Text section —
Begin

Ground truth

Entity Extraction, Linking, Classification, and Tagging for Social Media: A Wikipedia-Based Approach.

TypesExtraction.py

From the Web Information Retrieval's project


In the navbar you can find all the link to the codes with their explanation.

Tags for tweets

path = "myfile.csv"
#path of your dataset
trial = readCSV(path)
print(trial)

#taggedTweets will be the list of tagged tweets
taggedTweets = list()
count = 0
for tweet in trial:
    print("\nYou still have: " + str(len(trial) - count) + " tweets left")

    text = tweet.get('full_text')
    print("\nAUTHOR: " +  tweet.get('screen_name'))
    print("\nTWEET:\n" + text + "\n" )
    print("-" * 40)

    res = preprocessing(text)
    print("This are the entities obtained by preprocessing:")
    print(res)
    print("\nSUGGESTED TYPES:")
    print(getTypes(res))

We use the function get_types of the KBfunctions.py to get the types of the tweet, in order to have some suggestions.

Once we have decided we have then to insert the type, that will be associated to the tweet.

    print("-"*40)

    #propt to tag the tweet
    inputType = input("Enter tag for the tweet (one or more, if more us a \',\' )\n"
                      "If you want to quit, type \"STOP\": ")

    if inputType == "STOP":
        break

    labeledTweet = { 'id': tweet.get('id'),
                     'screen_name': tweet.get('screen_name'),
                     'created_at': tweet.get('created_at'),
                     'full_text': text,
                     'tag': inputType
    }

    count = count + 1
    taggedTweets.append(labeledTweet)

End

To-do list —
- 1) According to the tweet-tagging page, what must the user enter at the prompt to quit tagging?
- 2) Reproduce everything in the tweet-tagging page from "text = tweet.get('full_text')" down to "print(getTypes(res))".

Data —
Begin

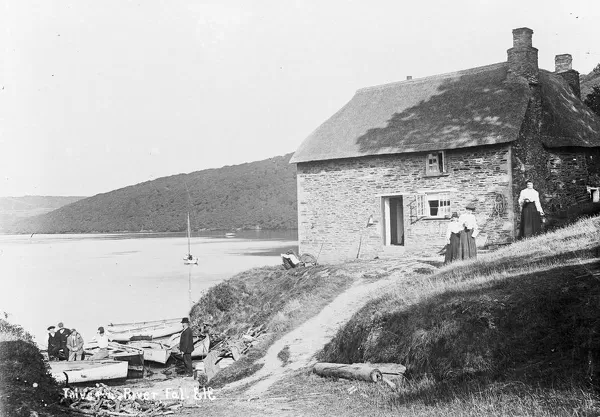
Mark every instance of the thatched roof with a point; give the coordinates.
(457, 110)
(566, 120)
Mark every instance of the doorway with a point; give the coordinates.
(393, 215)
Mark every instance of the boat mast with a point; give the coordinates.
(189, 249)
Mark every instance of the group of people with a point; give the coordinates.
(67, 344)
(64, 344)
(462, 230)
(460, 235)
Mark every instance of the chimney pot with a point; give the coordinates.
(563, 63)
(523, 57)
(522, 37)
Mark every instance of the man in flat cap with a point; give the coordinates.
(186, 345)
(53, 343)
(63, 333)
(102, 340)
(75, 346)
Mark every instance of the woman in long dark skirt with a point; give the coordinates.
(453, 239)
(468, 246)
(531, 212)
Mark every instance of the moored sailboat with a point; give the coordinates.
(189, 259)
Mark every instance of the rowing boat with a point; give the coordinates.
(87, 371)
(153, 351)
(140, 331)
(132, 355)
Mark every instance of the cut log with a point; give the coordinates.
(386, 368)
(361, 372)
(210, 366)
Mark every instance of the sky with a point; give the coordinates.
(99, 95)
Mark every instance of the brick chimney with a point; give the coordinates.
(522, 57)
(563, 67)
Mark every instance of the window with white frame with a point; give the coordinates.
(433, 205)
(435, 163)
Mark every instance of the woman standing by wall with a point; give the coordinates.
(468, 246)
(453, 239)
(531, 212)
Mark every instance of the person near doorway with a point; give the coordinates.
(468, 245)
(531, 212)
(53, 344)
(63, 333)
(453, 239)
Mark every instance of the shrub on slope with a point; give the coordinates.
(26, 386)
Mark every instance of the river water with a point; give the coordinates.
(88, 281)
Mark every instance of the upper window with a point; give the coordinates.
(435, 163)
(435, 205)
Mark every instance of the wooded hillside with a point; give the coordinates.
(261, 193)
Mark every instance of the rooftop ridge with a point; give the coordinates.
(433, 77)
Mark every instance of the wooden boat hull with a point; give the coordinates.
(144, 333)
(88, 371)
(118, 352)
(153, 352)
(142, 324)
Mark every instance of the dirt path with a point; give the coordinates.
(305, 341)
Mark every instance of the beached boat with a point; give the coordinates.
(132, 355)
(88, 371)
(153, 351)
(142, 324)
(189, 259)
(136, 331)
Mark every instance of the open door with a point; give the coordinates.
(393, 208)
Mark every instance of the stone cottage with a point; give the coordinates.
(385, 172)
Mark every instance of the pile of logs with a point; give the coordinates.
(103, 400)
(369, 372)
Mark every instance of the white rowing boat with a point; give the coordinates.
(153, 351)
(123, 333)
(87, 371)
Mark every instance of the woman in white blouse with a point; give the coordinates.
(531, 211)
(468, 245)
(453, 239)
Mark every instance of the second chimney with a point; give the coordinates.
(563, 67)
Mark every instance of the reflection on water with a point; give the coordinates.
(91, 280)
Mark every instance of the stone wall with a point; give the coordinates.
(560, 175)
(336, 199)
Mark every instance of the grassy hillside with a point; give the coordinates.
(270, 296)
(254, 194)
(524, 319)
(15, 208)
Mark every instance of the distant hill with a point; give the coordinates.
(14, 208)
(587, 81)
(256, 194)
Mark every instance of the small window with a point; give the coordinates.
(436, 205)
(436, 163)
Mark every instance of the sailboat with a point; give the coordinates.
(189, 259)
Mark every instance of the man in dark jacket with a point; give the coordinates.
(53, 344)
(63, 333)
(186, 345)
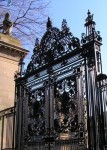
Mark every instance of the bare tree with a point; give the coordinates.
(28, 17)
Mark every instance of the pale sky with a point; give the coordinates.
(75, 12)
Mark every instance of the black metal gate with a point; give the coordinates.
(57, 101)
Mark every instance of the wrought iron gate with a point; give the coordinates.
(57, 103)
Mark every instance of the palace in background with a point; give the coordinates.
(60, 101)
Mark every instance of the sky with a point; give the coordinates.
(75, 12)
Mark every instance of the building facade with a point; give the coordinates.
(11, 52)
(61, 99)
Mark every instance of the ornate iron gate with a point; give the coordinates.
(57, 103)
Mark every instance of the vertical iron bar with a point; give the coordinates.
(88, 122)
(2, 132)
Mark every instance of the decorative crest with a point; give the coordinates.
(7, 24)
(90, 17)
(49, 24)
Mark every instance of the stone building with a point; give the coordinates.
(11, 52)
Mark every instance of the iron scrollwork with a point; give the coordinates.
(36, 110)
(65, 116)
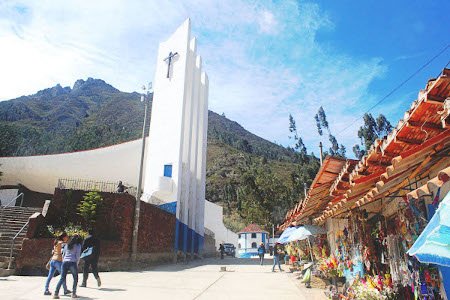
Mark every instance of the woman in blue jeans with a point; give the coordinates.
(56, 262)
(72, 252)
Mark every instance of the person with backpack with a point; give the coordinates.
(90, 255)
(261, 252)
(56, 262)
(276, 256)
(71, 257)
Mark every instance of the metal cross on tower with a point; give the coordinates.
(169, 60)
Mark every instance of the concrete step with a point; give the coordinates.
(12, 234)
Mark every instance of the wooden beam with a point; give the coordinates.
(439, 100)
(404, 140)
(425, 125)
(329, 172)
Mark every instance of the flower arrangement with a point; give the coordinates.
(331, 267)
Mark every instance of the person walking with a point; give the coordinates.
(56, 262)
(276, 257)
(91, 260)
(222, 250)
(72, 252)
(261, 252)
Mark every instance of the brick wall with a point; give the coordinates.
(114, 227)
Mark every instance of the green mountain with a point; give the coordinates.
(94, 114)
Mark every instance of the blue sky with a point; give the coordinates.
(265, 59)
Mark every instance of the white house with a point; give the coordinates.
(249, 240)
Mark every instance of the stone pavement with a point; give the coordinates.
(244, 279)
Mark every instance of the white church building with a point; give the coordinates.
(249, 240)
(175, 157)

End

Answers by task —
- 1) STOP

- 2)
text = tweet.get('full_text')
    print("\nAUTHOR: " +  tweet.get('screen_name'))
    print("\nTWEET:\n" + text + "\n" )
    print("-" * 40)

    res = preprocessing(text)
    print("This are the entities obtained by preprocessing:")
    print(res)
    print("\nSUGGESTED TYPES:")
    print(getTypes(res))